[[ Extract to read, beginning ]]

The UK’s world class “Track & Trace” application “lost” 16,000 cases for over a week, as reported in the Register. Plenty of people have decided to comment and so I thought I’d join in and posted my thoughts in a linkedin blog, although I start this post with a quote from the Register.

The howls of disbelieving, horrified laughter caused by the news of the latest pandemic data cock-up yesterday were well deserved.

16,000 cases lost – purportedly in a blunder involving CSV data, row limits, and an out-of-date Excel file format? In a multibillion-pound, “world-beating” contact-tracing system? Unnoticed for a week of rising infection? In a system known to be broken for months but still not fixed?

Ridicule and despair, those shagged-out nags of our Johnsonian apocalypse, once again trudged exhaustedly across the plaguelands of England.

Rupeet Goodwins, The Register – 6th Oct 2020

Much has been made of the fact that the “dashboard” seems to have been implemented in an old version of Excel which has significant element array limitations and as pointed out to me by the Register, significant calculation errors which may lead to error program logic processing. This article talks a bit about why such decisions might be made and also how to perform good architectural practice and good program deployment and thus what might have been missing. It’s unlikely that such a mistake won’t be repeated, the people at the top, have not been through the painful process of failing in this way and paid a price, unlike many businesses. Once again, we know how to do this properly, not doing so is a choice based on ignorance or greed.

[[ Extract to read, end ]]

- Study questions -
1. Answer these about the piece on the Track & Trace data loss:
(a) How many cases were lost?
(b) Who wrote the quoted Register passage, and on what date?
(c) What software is the "dashboard" said to have been implemented in?
2. Please resume the piece on the Track & Trace data loss from its last sentence.
You don't need the lines that follow for any of this.

[[ Exercise data, beginning ]]

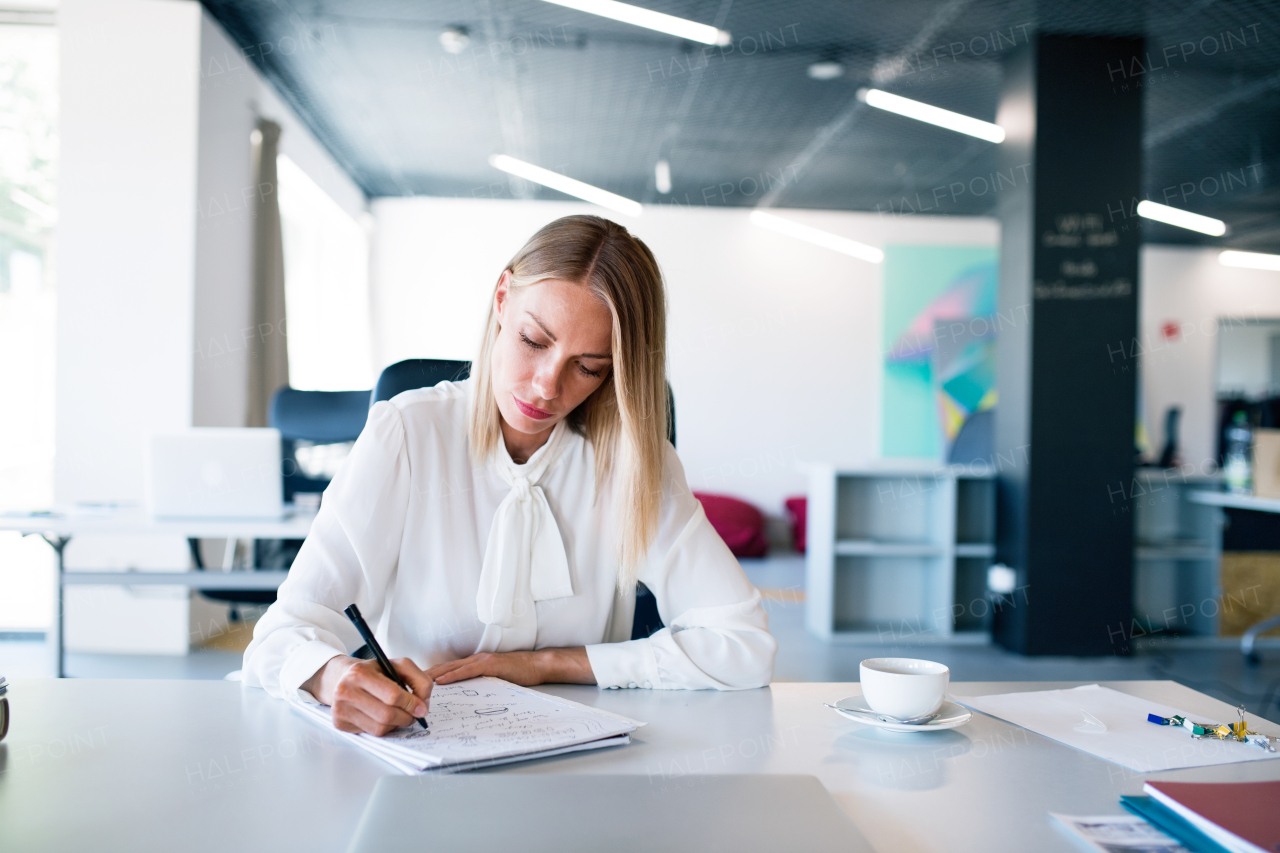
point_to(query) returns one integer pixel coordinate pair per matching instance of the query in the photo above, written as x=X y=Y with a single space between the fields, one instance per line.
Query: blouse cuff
x=625 y=665
x=304 y=662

[[ Exercise data, end ]]

- Exercise answers -
1.
(a) 16,000
(b) Rupeet Goodwins, 6th Oct 2020
(c) An old version of Excel

2.
Any organisation of size needs an IT architecture plan. This maximises the opportunity for systems interoperability, compliance measurement within the supply chain, future scalability and cost control of both acquisition and support. Most architectural plans will include a spreadsheet as a desktop/user tool. Excel is the obvious and most popular tool, but reasons for worry, are expressed in their usual robust style, in this article, “Excel Hell: It’s not just blame for pandemic pandemonium being spread between the sheets”, from the Register, who also argue that Excel has no role in regulatory compliance software. However, at times Excel Basic has been the most popular development language in the world, and today, it still encourages a [structured] data driven analysis  but it is poor for many to many relationships, graph semantics and list handling and MS are rebundling the tools, to charge more, for instance by issuing advanced functionality and new languages in Power BI. Using Excel is ubiquitous, and it fascinated me that this week, an article in efinacialcareers, bemoaned the lack of KDB & Q skills, identifying a lack of industry training as the cause because Universities won’t touch it because of the licencing costs, to be followed by a TES scoop about the end of the Union Learning Fund as the Govt. withdraws support, but just because it’s there, doesn’t mean you should use it.

Apart from architectural governance, the final piece of the jigsaw is the software development life cycle. A lot of effort has gone into understanding how to do this well with much written about requirements management of functional and non-functional qualities, testing of functional and non-functional qualities and release management. The processes of vendor and vulnerability management are also important parts of ensuring software does what’s needed safely.

Again, we, i.e. the industry know how to do this well, and even then there will be bugs.